- _EXERCISE DESCRIPTION_: Count the lines in the listing below that contain the string "woman", and state only that number.

- _GIVEN RECORDS_:
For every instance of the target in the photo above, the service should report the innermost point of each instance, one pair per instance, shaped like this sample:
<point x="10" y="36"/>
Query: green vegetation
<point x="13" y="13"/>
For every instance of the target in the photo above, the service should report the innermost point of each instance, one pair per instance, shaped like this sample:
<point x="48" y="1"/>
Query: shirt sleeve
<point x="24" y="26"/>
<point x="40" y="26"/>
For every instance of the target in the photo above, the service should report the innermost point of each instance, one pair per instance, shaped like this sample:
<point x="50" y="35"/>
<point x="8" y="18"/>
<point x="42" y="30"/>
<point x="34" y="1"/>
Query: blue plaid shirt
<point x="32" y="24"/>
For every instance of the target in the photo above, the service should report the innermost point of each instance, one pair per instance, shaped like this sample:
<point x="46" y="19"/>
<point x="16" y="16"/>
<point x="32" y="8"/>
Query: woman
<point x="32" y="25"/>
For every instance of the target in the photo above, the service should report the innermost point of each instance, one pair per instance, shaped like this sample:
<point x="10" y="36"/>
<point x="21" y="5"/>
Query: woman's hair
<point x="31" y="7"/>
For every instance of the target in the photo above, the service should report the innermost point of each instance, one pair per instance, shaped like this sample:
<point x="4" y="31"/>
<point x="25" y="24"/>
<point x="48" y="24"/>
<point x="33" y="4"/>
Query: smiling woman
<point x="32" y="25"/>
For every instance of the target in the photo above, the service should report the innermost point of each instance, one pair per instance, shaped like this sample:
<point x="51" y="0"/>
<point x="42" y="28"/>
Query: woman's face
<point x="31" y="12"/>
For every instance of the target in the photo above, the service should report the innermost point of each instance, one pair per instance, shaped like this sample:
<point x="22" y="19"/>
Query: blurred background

- _REPLY_: 4